=== Request ===
Return, character for character, the lines from the one bearing "TARGET = white road marking" through the end of the material. Omit everything before that line.

Location identification items:

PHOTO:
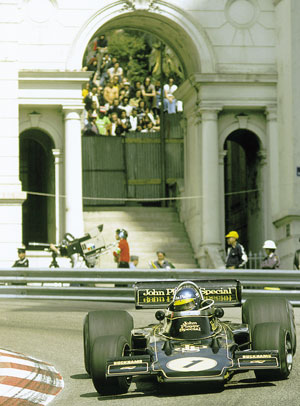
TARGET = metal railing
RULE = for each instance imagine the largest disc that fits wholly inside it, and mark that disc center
(115, 285)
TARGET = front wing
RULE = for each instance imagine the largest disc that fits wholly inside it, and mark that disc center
(243, 360)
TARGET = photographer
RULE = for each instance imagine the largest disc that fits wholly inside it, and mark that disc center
(122, 255)
(22, 261)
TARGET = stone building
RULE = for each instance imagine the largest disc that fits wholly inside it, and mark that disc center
(240, 95)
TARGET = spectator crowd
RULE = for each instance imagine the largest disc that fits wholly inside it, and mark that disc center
(115, 106)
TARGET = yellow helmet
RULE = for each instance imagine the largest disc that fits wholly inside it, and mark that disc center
(232, 234)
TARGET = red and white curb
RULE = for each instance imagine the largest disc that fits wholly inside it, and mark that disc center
(25, 381)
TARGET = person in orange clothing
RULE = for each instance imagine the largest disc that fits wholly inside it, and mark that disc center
(122, 253)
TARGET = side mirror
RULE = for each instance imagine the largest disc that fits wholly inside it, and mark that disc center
(219, 312)
(159, 315)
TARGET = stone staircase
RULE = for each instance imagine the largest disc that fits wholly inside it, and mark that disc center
(149, 229)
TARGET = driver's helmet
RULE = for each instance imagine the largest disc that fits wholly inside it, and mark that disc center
(186, 299)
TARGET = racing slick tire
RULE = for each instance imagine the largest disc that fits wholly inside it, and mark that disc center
(101, 323)
(105, 348)
(272, 336)
(270, 310)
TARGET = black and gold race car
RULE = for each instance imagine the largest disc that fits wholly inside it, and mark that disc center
(190, 342)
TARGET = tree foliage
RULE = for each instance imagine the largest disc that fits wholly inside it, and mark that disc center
(132, 51)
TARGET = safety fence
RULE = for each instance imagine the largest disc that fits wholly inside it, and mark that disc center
(116, 285)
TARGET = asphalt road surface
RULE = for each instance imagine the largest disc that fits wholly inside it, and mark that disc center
(52, 331)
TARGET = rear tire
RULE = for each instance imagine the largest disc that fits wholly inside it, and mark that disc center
(270, 310)
(271, 336)
(101, 323)
(105, 348)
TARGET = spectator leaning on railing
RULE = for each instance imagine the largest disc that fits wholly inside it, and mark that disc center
(271, 260)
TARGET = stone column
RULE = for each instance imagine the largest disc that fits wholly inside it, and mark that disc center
(273, 161)
(222, 232)
(73, 172)
(57, 161)
(210, 177)
(11, 195)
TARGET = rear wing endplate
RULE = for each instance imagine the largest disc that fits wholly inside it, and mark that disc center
(159, 294)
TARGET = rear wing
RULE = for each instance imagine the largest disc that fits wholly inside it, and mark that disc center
(159, 294)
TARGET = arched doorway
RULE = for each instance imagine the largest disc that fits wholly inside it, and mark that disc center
(243, 195)
(37, 176)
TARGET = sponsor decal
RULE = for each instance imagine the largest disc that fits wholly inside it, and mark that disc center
(129, 367)
(130, 362)
(257, 356)
(156, 296)
(191, 364)
(189, 326)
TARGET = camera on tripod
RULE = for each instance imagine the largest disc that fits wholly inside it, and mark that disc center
(89, 247)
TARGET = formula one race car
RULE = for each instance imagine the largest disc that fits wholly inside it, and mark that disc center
(190, 342)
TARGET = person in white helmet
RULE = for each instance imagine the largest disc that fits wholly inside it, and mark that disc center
(271, 260)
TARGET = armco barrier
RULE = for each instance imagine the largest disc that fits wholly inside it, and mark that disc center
(104, 284)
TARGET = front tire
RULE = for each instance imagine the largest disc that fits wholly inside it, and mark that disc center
(271, 336)
(101, 323)
(270, 310)
(105, 348)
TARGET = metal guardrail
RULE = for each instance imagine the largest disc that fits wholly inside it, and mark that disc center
(115, 285)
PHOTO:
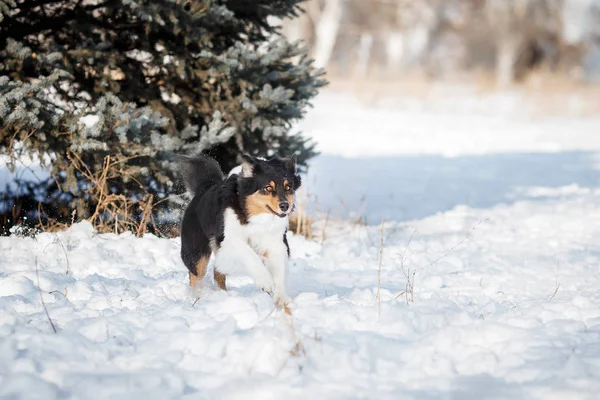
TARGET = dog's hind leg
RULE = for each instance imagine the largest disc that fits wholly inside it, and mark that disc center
(201, 265)
(220, 279)
(195, 253)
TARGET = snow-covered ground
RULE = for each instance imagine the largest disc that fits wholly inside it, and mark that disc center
(498, 218)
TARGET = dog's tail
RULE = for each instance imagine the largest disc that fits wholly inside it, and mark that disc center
(200, 173)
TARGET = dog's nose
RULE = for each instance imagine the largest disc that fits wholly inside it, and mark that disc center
(284, 206)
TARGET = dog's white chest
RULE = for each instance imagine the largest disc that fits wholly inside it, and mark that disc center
(265, 231)
(261, 231)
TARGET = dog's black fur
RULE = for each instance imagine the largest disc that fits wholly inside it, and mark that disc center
(202, 226)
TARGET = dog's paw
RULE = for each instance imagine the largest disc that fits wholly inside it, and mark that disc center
(265, 283)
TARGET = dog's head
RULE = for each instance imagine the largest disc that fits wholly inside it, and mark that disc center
(269, 186)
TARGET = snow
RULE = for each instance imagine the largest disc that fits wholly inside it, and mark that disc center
(497, 216)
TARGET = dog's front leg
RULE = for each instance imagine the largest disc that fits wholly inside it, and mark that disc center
(277, 262)
(235, 253)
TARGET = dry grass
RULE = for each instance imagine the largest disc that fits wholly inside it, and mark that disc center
(113, 212)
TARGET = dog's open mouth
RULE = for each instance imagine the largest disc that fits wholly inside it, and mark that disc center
(276, 213)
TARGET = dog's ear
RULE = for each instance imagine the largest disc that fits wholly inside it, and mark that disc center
(290, 163)
(248, 166)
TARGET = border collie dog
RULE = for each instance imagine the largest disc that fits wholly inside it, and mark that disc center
(242, 219)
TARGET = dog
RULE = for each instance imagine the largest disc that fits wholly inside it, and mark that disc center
(243, 219)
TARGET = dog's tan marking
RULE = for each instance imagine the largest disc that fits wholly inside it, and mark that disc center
(220, 280)
(291, 198)
(257, 203)
(200, 271)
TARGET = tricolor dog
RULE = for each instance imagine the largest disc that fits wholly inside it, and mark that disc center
(242, 219)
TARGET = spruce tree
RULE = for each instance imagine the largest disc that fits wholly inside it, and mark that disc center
(110, 90)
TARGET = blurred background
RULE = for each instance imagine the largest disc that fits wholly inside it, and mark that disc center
(432, 99)
(501, 41)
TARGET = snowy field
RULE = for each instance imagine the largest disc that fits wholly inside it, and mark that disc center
(498, 217)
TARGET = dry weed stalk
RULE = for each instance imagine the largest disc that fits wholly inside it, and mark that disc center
(379, 269)
(113, 212)
(556, 285)
(37, 273)
(411, 273)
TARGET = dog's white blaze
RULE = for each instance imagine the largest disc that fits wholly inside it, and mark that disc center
(242, 244)
(236, 170)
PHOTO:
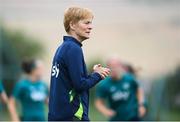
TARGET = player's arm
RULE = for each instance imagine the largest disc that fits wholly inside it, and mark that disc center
(100, 105)
(80, 80)
(12, 109)
(140, 97)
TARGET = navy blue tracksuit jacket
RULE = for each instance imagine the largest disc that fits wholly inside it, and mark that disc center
(70, 83)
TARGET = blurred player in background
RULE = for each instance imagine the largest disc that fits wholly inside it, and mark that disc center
(122, 93)
(31, 92)
(3, 96)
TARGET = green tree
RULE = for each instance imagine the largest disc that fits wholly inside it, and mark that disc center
(15, 45)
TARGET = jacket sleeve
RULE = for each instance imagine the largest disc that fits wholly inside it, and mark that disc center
(80, 80)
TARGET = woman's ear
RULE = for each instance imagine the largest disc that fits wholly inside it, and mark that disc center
(72, 26)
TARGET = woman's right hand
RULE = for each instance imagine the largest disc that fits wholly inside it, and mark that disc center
(104, 72)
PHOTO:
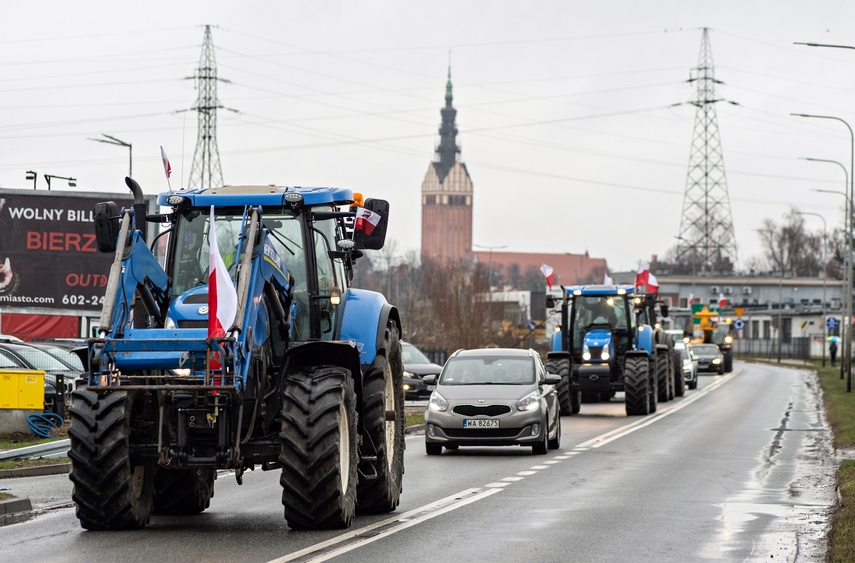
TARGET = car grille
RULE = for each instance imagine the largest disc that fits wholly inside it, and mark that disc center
(488, 410)
(481, 432)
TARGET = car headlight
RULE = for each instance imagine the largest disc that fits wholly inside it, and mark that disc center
(437, 402)
(530, 402)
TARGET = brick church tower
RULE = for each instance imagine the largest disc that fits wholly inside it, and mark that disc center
(447, 195)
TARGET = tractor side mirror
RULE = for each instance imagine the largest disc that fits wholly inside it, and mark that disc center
(106, 218)
(372, 234)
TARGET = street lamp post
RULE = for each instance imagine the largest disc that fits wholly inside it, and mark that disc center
(110, 140)
(490, 270)
(847, 341)
(824, 273)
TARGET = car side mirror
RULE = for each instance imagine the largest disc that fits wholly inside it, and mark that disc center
(552, 379)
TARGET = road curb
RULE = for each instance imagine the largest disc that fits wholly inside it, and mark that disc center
(36, 471)
(15, 510)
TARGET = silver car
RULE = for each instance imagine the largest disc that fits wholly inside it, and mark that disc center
(493, 397)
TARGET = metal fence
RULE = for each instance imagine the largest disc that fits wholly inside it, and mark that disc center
(796, 348)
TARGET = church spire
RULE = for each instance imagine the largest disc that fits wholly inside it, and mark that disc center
(447, 150)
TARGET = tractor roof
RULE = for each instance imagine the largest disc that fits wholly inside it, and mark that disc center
(233, 196)
(600, 289)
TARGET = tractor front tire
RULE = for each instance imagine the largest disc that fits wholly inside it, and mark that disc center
(319, 454)
(636, 386)
(383, 400)
(183, 491)
(109, 492)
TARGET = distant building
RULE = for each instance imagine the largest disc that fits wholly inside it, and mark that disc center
(447, 204)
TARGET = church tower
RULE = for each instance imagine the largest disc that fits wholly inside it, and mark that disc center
(447, 194)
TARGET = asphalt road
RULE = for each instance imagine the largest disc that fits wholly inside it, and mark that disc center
(740, 469)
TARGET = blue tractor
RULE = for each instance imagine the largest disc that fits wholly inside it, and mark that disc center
(307, 380)
(608, 341)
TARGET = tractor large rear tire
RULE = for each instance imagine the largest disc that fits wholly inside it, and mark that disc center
(383, 409)
(679, 380)
(183, 491)
(663, 377)
(319, 454)
(109, 492)
(568, 403)
(637, 386)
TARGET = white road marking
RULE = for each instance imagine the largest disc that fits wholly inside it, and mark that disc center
(468, 496)
(392, 525)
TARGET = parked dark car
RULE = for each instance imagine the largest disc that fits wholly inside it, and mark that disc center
(708, 356)
(416, 366)
(493, 397)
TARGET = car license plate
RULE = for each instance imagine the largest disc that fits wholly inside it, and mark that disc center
(481, 423)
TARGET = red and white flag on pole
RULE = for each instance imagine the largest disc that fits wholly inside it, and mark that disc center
(643, 278)
(222, 297)
(167, 168)
(549, 274)
(366, 220)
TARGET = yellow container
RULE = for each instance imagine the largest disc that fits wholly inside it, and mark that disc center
(22, 389)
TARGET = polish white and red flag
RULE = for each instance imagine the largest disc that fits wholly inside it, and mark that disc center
(643, 278)
(549, 274)
(366, 220)
(222, 297)
(167, 168)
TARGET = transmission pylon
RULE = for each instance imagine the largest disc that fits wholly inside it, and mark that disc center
(707, 240)
(206, 171)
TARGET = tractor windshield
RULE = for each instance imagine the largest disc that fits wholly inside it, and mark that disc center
(597, 311)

=== Output for this exercise ===
TARGET = white road marking
RULE = for each instance imagine the largest disc that fits wholly inside it, and mark that disc center
(468, 496)
(392, 525)
TARGET = parked dark car
RULE = for each instance imagine the largest disc that fits wholly inside it, and mark that disc center
(708, 356)
(416, 366)
(493, 397)
TARGET = car license plate
RULE = for each instance imagine the largest disc that fits wholly inside it, and mark that disc center
(481, 423)
TARGET = red and white flag on pole
RULE = for each instance imagine the largest disc that fits wholly inside it, and mark that disc center
(643, 278)
(222, 297)
(167, 168)
(549, 274)
(366, 220)
TARGET = yellow container
RULE = for each instance imagine the largest disc that fits wholly inside it, and mark that disc center
(22, 389)
TARGET = polish white and red flag
RULE = for each instance imagine the largest disc that fits wholly inside it, and mark that disc center
(643, 278)
(549, 274)
(366, 220)
(222, 297)
(167, 168)
TARGET = transmission pylon
RULE = for each instance imagine the largest disc that fits wholly inside it, and mark that disc center
(707, 240)
(206, 171)
TARGET = tractor windshield
RULE = for each instance imagine the largest disc that fits wholly inside it, and mark that disc center
(597, 311)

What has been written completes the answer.